=== Fragmento ===
Decidí recordarlo por lo bueno, pero no como idealización, al menos únicamente, sino como un eco de lo que repite la gente. Pedro fue el cuarto hijo de un matrimonio italiano de Lauria, provincia de Potenza, en la Basilicata. Primer varón después de tres niñas. El padre pintor, viajaba por Italia a pesar de los celos de su esposa. Y aparentemente, Pedro fue producto de una reconciliación después de una escena de celos. De pequeño jugaba cerca de la fuente donde se lavaba la ropa con otra niña más pequeña, Angiolina, pero a los cuatro años tuvo que emigrar a Argentina por los efectos de la Segunda Guerra Mundial. Se instaló en el barrio de Floresta, en la ciudad de Buenos Aires, y a los 8 años sufrió un embate aún mayor que la migración: la muerte de su madre.
Lo contaba apenado, recordaba volver del colegio y ver a toda esa gente en la puerta de su casa. Y luego, la peor noticia... Un marca que debió exteriorizarse con un crespón negro por un tiempo largo. Aún leo en sus boletines lo que a él tanto le dolía: "nombre de la madre: fallecida". Sus hermanas, muy cercanas a lo religiosa, posibilitaron que Pedro se desempañara como monaguillo en la iglesia del barrió, que lo albergó muchos años, incluso hasta su juventud. El destino quiso que su familia y la de Angiola, hoy Angela, se reencontraran en el mismo barrio a 11000 km de su pueblo natal. El noviazgo fue largo, 10 años, y en ese tiempo ambos terminaron su colegio secundario y Pedro comenzó sus estudios en Medicina. Pero siempre cuenta que no tuvo suficiente apoyo familiar.
Un padre algo distante, hermanas algo invasivas, pero nadie apostaba por su carrera universitaria. Mejor era trabajar, le decían. Y así fue como comenzó su primer trabajo promocionando medicamentos, muy cerca de su camino inicial, y con más dinero, construyó una casa junto a Angela y se casaron. 9 años después nació quien escribe, único hijo de ese matrimonio. Recuerdo a papá como alguien muy dedicado. Puedo cerrar los ojos y verlo tallando mis lápices de colores para mi primer día de escuela. Puedo recodarlo llegando con apuro a buscarme a la casa de nonna para llevarme a la primaria. Sabía que hacía la diferencia. No era lo mismo que ir en micro, él quería llevarme.
=== Información mostrada ===
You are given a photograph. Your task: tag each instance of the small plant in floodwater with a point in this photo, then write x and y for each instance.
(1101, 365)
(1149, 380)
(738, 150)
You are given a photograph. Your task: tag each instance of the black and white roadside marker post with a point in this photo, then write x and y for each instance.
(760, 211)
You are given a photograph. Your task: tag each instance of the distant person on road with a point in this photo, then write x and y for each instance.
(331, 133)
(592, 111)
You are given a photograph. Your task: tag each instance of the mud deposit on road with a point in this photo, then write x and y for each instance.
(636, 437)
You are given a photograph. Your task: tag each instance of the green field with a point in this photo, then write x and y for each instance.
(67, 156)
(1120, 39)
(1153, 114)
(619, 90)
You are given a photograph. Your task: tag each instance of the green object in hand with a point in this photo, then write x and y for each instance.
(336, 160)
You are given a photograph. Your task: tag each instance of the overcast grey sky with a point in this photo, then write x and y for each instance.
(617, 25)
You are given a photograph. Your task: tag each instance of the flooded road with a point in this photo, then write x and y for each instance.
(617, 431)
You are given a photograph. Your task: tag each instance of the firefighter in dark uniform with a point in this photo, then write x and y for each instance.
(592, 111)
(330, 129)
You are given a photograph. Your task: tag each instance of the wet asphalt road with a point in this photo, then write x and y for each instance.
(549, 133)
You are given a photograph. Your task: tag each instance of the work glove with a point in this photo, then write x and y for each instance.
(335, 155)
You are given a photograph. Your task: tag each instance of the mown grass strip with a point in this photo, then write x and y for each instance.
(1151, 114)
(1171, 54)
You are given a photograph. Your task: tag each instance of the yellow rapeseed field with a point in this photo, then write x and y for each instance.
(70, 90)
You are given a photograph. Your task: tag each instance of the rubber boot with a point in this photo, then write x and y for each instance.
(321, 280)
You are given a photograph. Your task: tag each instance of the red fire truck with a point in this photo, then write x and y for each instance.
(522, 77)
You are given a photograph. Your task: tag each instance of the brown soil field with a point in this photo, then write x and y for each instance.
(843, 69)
===
--- Tarea a realizar ---
Indica, por favor, si cada afirmación coincide con el relato sobre Pedro; contesta sí o no y cita textualmente las palabras del relato que lo deciden. 1. Pedro llegó a Argentina con cuatro años. 2. El noviazgo de Pedro y Angela duró cinco años. 3. Pedro era el primer hijo del matrimonio. Las filas no guardan relación con el relato.

--- Resultado del ejercicio ---
1. Sí: «a los cuatro años tuvo que emigrar a Argentina».
2. No: «El noviazgo fue largo, 10 años».
3. No: «Pedro fue el cuarto hijo de un matrimonio italiano».